──────── ROWS
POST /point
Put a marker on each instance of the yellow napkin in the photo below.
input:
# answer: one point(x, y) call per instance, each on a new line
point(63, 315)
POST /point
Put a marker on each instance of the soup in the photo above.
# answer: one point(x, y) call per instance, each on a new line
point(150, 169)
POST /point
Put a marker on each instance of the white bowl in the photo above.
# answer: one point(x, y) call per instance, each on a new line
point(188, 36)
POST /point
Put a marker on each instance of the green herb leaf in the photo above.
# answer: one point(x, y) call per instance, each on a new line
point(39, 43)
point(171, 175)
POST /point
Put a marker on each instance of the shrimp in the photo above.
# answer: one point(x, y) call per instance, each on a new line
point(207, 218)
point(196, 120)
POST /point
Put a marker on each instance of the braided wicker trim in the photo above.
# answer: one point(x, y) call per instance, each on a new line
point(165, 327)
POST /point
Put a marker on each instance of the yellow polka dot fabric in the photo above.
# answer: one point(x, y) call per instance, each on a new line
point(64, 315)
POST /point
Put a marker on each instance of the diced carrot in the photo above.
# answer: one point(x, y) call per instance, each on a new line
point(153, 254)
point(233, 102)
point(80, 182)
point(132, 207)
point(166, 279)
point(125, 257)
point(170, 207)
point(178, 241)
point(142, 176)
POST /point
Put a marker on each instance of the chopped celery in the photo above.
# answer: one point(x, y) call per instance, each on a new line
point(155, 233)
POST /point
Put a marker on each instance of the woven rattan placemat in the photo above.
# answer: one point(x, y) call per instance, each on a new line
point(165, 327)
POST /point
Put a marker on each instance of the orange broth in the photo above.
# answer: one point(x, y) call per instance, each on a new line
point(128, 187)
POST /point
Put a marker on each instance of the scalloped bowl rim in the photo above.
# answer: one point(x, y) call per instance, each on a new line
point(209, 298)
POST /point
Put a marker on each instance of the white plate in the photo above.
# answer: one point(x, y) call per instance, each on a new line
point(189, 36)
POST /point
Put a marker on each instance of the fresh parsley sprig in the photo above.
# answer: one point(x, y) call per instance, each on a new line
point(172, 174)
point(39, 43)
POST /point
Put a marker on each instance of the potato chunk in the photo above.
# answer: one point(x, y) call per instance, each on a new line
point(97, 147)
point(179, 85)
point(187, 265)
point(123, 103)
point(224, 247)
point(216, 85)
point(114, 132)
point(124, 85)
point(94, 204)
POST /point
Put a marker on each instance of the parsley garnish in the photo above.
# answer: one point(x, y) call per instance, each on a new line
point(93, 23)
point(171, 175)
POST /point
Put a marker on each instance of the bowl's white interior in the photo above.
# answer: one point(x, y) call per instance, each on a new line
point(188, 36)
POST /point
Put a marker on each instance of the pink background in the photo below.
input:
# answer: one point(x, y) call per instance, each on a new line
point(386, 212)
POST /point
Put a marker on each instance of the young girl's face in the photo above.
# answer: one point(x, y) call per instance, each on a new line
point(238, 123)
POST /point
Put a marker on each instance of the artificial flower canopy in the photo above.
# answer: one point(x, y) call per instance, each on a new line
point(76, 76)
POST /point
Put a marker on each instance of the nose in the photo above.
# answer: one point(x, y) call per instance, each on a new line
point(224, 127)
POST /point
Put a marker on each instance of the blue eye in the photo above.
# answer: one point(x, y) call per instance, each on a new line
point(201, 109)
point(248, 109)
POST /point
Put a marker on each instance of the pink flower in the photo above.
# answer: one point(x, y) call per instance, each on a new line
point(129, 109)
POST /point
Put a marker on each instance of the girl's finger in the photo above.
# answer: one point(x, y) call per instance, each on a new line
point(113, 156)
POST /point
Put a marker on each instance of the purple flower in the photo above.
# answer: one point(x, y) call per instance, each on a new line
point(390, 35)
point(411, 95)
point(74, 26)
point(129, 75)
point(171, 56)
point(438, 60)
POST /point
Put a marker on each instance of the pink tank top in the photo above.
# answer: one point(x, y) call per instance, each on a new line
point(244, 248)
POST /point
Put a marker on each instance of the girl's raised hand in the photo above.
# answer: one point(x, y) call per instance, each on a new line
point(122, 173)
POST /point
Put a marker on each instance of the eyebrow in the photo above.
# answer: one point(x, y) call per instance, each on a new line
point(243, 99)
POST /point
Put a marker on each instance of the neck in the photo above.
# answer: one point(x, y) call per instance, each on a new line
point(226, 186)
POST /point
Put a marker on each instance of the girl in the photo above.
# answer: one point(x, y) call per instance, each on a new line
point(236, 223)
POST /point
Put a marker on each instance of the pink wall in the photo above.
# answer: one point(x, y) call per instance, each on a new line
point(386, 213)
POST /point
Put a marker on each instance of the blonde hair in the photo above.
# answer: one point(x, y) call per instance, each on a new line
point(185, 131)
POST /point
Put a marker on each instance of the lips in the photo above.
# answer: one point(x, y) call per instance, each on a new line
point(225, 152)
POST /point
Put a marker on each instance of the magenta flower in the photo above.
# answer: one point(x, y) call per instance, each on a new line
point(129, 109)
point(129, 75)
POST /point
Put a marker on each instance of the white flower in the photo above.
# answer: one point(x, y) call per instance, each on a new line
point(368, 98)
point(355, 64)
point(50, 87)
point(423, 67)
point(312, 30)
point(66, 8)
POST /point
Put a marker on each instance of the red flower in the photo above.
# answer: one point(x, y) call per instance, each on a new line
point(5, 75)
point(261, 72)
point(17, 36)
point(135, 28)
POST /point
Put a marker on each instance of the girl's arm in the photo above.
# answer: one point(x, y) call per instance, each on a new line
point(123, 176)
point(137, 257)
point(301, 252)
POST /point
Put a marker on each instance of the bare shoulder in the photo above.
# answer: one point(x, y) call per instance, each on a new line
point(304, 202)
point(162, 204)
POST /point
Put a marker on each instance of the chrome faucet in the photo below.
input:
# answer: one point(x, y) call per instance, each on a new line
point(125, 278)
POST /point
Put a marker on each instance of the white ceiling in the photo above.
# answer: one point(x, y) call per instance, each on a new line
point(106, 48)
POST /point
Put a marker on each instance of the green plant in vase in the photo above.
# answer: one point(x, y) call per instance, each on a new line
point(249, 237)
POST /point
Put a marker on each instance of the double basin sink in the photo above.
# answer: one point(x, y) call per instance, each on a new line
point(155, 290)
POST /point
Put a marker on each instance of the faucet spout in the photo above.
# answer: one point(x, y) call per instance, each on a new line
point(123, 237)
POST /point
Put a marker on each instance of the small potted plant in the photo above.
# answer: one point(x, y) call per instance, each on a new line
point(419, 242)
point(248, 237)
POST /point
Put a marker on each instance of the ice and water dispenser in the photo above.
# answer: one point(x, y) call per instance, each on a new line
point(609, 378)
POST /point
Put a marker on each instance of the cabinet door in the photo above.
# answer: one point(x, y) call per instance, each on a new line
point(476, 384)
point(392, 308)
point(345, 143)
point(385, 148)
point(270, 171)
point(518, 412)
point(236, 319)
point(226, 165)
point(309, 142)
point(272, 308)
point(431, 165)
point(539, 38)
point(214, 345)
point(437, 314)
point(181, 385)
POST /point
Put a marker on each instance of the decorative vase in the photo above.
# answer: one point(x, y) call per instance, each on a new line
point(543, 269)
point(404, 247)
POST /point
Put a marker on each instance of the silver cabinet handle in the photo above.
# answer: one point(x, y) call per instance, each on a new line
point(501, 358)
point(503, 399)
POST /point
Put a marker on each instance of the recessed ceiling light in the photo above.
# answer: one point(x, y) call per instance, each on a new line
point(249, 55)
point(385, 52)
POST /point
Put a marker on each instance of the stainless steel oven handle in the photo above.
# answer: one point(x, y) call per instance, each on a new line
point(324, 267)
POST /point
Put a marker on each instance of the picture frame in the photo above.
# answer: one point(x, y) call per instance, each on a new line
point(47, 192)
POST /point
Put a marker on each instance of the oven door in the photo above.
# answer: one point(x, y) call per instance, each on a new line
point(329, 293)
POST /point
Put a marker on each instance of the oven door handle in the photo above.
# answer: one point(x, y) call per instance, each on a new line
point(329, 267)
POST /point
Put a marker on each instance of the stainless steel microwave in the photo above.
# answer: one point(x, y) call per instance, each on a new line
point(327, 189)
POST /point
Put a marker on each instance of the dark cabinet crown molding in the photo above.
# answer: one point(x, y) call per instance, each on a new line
────────────────
> WHAT THIS TASK INVOLVES
Please repeat the items from the start through the line that contains "point(155, 233)", replacing "marker" with "dot" and keeping all else unchanged.

> FULL RESPONSE
POST /point
Put a dot on each instance of the yellow napkin in the photo below.
input:
# answer: one point(x, y) call per instance, each on a new line
point(63, 315)
POST /point
Put a dot on each instance of the soup in the photo above.
# answer: one point(x, y) call per instance, each on a new line
point(150, 169)
POST /point
Put a dot on each instance of the white bowl in the photo above.
# answer: one point(x, y) call per instance, each on a new line
point(188, 36)
POST /point
Put a dot on each instance of the green herb leaf in the photo above.
# answer: one point(x, y) call per instance, each on a new line
point(39, 43)
point(171, 175)
POST /point
Put a dot on each instance of the shrimp in the photo above.
# answer: one point(x, y) call per instance, each on a new line
point(207, 218)
point(196, 120)
POST /point
Put a dot on each instance of the braided wicker trim in the photo above.
# answer: one point(x, y) call per instance, each on a new line
point(165, 327)
POST /point
Put a dot on each instance of the yellow polka dot fabric in the photo above.
# answer: one point(x, y) call per instance, each on a new line
point(64, 315)
POST /point
Put a dot on each instance of the diced carrot in the photo above.
# answer: one point(x, y) call per instance, each on a new line
point(153, 254)
point(233, 102)
point(80, 182)
point(132, 207)
point(166, 279)
point(125, 257)
point(170, 207)
point(178, 241)
point(142, 176)
POST /point
Put a dot on each instance of the chopped celery in the photo above.
# answer: one point(x, y) call per instance, each on a new line
point(155, 233)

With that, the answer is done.